Reproduce the entire article on mussels as a blueprint for green chemistry word for word.

● **Excerpted text**
┌──
Mussels as blueprint for green chemistry

Mussels as blueprint for green chemistry

Mussels could serve as a blueprint for the environmentally friendly production of complex polymers. Max-Planck researchers in Potsdam deciphered the intricate process.

Mussel attached to ground via byssal threads

The common mussel has more to offer than pearls and tough threads with which it clings to the seafloor. Scientists at the Max-Planck-Institute of Colloids and Interfaces in Potsdam-Golm have gained first insights into the extraordinary process how mussel attachment fibres, known as byssus threads, are generated in the mollusc foot. They discovered that many steps of these biobasec production process happens autonomously. “Many of the starting materials of the biopolymers self-assemble into complex structures simply because the mussel releases them in a coordinated fashion at specific locations,” Matt Harrington describes the ingenious process. These new findings, published in the journal “Nature Communications”, could serve as a blueprint for green chemistry approaches to easily produce technical complex and self-healing biopolymers artificially and environmentally friendly.

Inspirational adhesive strength

In their research the Max-Planck scientists shed for the first time light on the genesis of byssusthreads. In order to attach itself to the ground or stones the common mussel uses the byssus threads, which forms a yellowish mat of fine hairs. The small adhesive plaques at the end of each threads have an unparalleled ability to adhere underwater and have caused excitement among material scientists. As it turns out, the process by which the threads are produced, could also serve as an inspiration to chemists. The biopolymer that forms the core of the thread is extremely tough and also heals itself when damaged. In addition, the cuticle of the thread is as hard as the epoxide resin used to manufacture printed circuit boards, but is still highly extensible. Because of these many interesting qualities chemists want to understand how this material is produced by these molluscs.
└──
● **Information shown**
┌──
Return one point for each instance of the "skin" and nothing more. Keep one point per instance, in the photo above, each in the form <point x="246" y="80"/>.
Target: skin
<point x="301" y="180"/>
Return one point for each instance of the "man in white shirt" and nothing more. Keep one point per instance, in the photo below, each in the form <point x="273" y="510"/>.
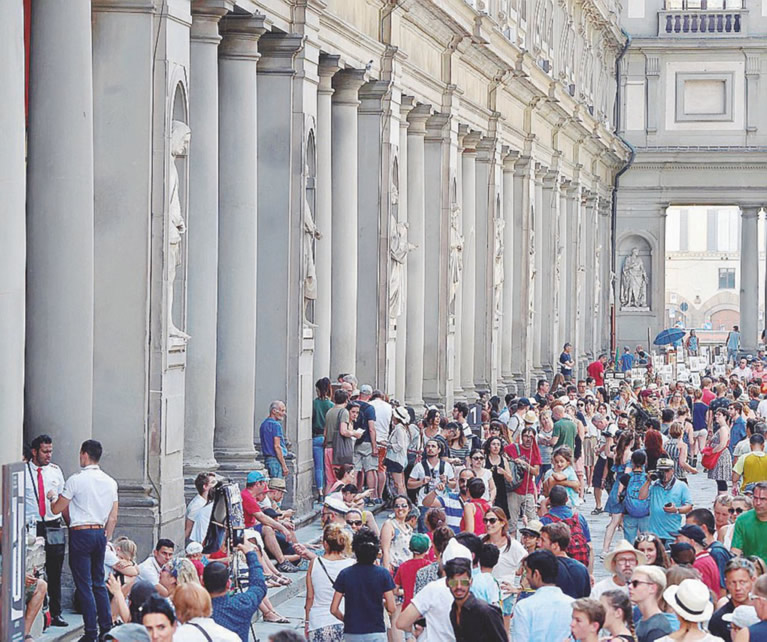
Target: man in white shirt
<point x="42" y="476"/>
<point x="151" y="568"/>
<point x="434" y="601"/>
<point x="383" y="423"/>
<point x="91" y="497"/>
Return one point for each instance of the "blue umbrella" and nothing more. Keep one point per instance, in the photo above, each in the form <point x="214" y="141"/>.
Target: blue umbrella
<point x="669" y="335"/>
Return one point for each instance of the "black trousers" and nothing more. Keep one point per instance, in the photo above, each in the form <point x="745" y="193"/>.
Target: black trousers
<point x="54" y="562"/>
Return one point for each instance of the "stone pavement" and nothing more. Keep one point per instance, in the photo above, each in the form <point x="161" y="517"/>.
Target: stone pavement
<point x="289" y="601"/>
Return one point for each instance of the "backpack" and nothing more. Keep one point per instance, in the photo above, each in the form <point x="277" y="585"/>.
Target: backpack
<point x="579" y="547"/>
<point x="632" y="505"/>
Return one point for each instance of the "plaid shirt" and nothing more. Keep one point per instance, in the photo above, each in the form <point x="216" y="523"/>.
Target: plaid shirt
<point x="234" y="611"/>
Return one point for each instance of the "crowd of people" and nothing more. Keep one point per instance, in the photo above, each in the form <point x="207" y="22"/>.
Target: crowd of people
<point x="485" y="535"/>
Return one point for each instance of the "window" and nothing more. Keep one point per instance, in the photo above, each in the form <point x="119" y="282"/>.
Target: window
<point x="726" y="278"/>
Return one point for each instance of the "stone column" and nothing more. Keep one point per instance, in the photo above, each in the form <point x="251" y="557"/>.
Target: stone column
<point x="13" y="224"/>
<point x="238" y="219"/>
<point x="59" y="349"/>
<point x="468" y="298"/>
<point x="406" y="104"/>
<point x="416" y="203"/>
<point x="324" y="218"/>
<point x="507" y="330"/>
<point x="202" y="238"/>
<point x="343" y="341"/>
<point x="749" y="278"/>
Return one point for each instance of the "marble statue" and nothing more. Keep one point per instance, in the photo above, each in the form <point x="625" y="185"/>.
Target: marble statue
<point x="498" y="264"/>
<point x="634" y="282"/>
<point x="455" y="265"/>
<point x="311" y="233"/>
<point x="179" y="147"/>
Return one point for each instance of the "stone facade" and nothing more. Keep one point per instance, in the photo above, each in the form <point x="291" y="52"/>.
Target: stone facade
<point x="416" y="192"/>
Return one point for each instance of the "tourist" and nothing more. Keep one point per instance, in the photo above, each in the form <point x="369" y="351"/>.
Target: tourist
<point x="319" y="624"/>
<point x="619" y="616"/>
<point x="620" y="562"/>
<point x="525" y="456"/>
<point x="320" y="408"/>
<point x="235" y="610"/>
<point x="193" y="610"/>
<point x="690" y="601"/>
<point x="669" y="500"/>
<point x="646" y="590"/>
<point x="273" y="447"/>
<point x="91" y="499"/>
<point x="587" y="620"/>
<point x="471" y="618"/>
<point x="750" y="531"/>
<point x="546" y="614"/>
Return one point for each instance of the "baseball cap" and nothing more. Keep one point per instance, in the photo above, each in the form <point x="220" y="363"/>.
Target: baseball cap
<point x="255" y="476"/>
<point x="128" y="633"/>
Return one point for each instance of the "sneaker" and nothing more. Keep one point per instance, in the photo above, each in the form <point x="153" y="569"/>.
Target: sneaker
<point x="287" y="567"/>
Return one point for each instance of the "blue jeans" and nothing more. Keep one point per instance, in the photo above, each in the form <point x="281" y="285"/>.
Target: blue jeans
<point x="318" y="453"/>
<point x="273" y="466"/>
<point x="634" y="525"/>
<point x="86" y="561"/>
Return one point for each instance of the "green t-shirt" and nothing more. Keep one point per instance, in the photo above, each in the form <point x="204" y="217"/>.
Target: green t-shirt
<point x="750" y="535"/>
<point x="564" y="433"/>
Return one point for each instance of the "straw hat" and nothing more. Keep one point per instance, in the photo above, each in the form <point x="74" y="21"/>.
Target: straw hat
<point x="690" y="600"/>
<point x="623" y="547"/>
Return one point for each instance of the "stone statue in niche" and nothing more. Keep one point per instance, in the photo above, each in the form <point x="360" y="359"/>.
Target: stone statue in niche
<point x="455" y="265"/>
<point x="179" y="147"/>
<point x="634" y="282"/>
<point x="311" y="233"/>
<point x="498" y="275"/>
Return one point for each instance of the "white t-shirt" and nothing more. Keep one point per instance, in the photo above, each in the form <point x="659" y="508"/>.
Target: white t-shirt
<point x="419" y="473"/>
<point x="607" y="584"/>
<point x="434" y="602"/>
<point x="383" y="420"/>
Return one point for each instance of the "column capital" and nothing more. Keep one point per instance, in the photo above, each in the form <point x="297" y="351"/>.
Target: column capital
<point x="278" y="53"/>
<point x="205" y="17"/>
<point x="417" y="119"/>
<point x="240" y="37"/>
<point x="346" y="84"/>
<point x="328" y="66"/>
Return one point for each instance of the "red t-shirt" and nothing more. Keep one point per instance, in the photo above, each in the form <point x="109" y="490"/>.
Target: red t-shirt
<point x="596" y="369"/>
<point x="533" y="457"/>
<point x="405" y="577"/>
<point x="249" y="508"/>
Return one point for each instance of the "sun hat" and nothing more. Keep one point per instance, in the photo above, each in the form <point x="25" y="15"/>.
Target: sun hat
<point x="743" y="616"/>
<point x="623" y="547"/>
<point x="690" y="600"/>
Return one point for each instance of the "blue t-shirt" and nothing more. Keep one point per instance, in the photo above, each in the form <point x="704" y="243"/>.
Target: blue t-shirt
<point x="663" y="524"/>
<point x="363" y="586"/>
<point x="627" y="361"/>
<point x="271" y="428"/>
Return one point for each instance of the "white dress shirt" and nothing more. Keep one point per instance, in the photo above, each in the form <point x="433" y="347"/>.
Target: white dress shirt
<point x="53" y="479"/>
<point x="91" y="494"/>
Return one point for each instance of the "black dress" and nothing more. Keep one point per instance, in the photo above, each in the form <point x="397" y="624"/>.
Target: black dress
<point x="501" y="500"/>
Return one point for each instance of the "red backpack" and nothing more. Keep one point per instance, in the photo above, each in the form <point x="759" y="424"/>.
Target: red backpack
<point x="578" y="548"/>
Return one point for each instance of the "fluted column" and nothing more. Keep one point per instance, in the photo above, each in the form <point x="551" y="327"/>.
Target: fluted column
<point x="406" y="104"/>
<point x="13" y="224"/>
<point x="324" y="218"/>
<point x="749" y="277"/>
<point x="59" y="349"/>
<point x="416" y="201"/>
<point x="468" y="298"/>
<point x="238" y="220"/>
<point x="507" y="330"/>
<point x="343" y="341"/>
<point x="202" y="238"/>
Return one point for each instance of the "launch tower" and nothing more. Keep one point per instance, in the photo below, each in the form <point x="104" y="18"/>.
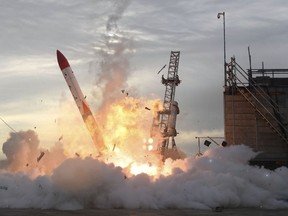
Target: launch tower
<point x="165" y="120"/>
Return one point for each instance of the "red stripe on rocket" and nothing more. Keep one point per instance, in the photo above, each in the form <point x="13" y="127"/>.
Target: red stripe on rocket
<point x="82" y="105"/>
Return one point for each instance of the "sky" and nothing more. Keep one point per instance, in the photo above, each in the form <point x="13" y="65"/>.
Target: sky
<point x="32" y="87"/>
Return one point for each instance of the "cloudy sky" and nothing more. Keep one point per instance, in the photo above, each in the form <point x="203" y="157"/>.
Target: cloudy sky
<point x="31" y="31"/>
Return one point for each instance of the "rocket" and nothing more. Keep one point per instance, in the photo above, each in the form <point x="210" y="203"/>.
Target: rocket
<point x="81" y="103"/>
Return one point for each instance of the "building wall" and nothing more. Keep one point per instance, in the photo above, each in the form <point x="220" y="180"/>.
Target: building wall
<point x="244" y="125"/>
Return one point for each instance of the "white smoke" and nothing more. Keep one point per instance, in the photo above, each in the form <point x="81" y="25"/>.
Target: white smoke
<point x="221" y="177"/>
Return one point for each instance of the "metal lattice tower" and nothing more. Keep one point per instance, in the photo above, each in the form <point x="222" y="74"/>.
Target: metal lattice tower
<point x="170" y="82"/>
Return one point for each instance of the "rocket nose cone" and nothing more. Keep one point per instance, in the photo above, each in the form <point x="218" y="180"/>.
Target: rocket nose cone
<point x="62" y="61"/>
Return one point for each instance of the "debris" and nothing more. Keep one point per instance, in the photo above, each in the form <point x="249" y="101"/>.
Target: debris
<point x="207" y="143"/>
<point x="114" y="147"/>
<point x="218" y="209"/>
<point x="60" y="138"/>
<point x="40" y="156"/>
<point x="161" y="69"/>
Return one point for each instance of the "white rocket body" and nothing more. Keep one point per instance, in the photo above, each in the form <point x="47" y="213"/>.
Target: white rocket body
<point x="80" y="100"/>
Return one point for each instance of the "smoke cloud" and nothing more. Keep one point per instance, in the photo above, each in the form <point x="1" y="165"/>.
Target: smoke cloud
<point x="221" y="177"/>
<point x="115" y="54"/>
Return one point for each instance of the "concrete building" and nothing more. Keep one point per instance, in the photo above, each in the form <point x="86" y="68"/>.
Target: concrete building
<point x="256" y="112"/>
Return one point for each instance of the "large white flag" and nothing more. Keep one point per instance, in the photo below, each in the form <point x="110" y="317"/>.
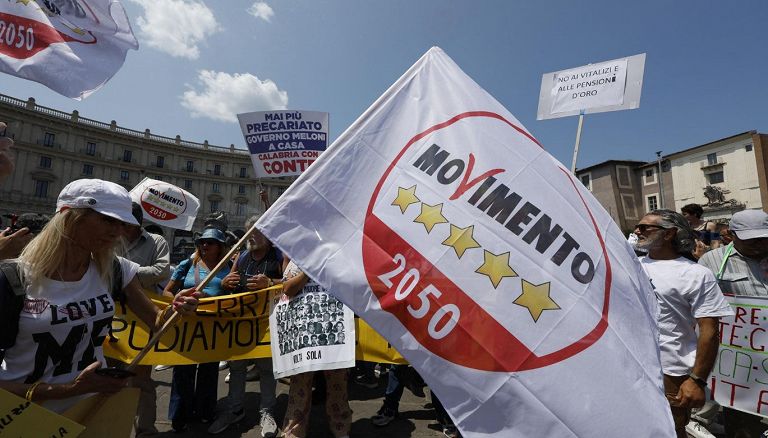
└──
● **Problem solution**
Mussels as blueprint for green chemistry

Mussels as blueprint for green chemistry

Mussels could serve as a blueprint for the environmentally friendly production of complex polymers. Max-Planck researchers in Potsdam deciphered the intricate process.

Mussel attached to ground via byssal threads

The common mussel has more to offer than pearls and tough threads with which it clings to the seafloor. Scientists at the Max-Planck-Institute of Colloids and Interfaces in Potsdam-Golm have gained first insights into the extraordinary process how mussel attachment fibres, known as byssus threads, are generated in the mollusc foot. They discovered that many steps of these biobasec production process happens autonomously. “Many of the starting materials of the biopolymers self-assemble into complex structures simply because the mussel releases them in a coordinated fashion at specific locations,” Matt Harrington describes the ingenious process. These new findings, published in the journal “Nature Communications”, could serve as a blueprint for green chemistry approaches to easily produce technical complex and self-healing biopolymers artificially and environmentally friendly.

Inspirational adhesive strength

In their research the Max-Planck scientists shed for the first time light on the genesis of byssusthreads. In order to attach itself to the ground or stones the common mussel uses the byssus threads, which forms a yellowish mat of fine hairs. The small adhesive plaques at the end of each threads have an unparalleled ability to adhere underwater and have caused excitement among material scientists. As it turns out, the process by which the threads are produced, could also serve as an inspiration to chemists. The biopolymer that forms the core of the thread is extremely tough and also heals itself when damaged. In addition, the cuticle of the thread is as hard as the epoxide resin used to manufacture printed circuit boards, but is still highly extensible. Because of these many interesting qualities chemists want to understand how this material is produced by these molluscs.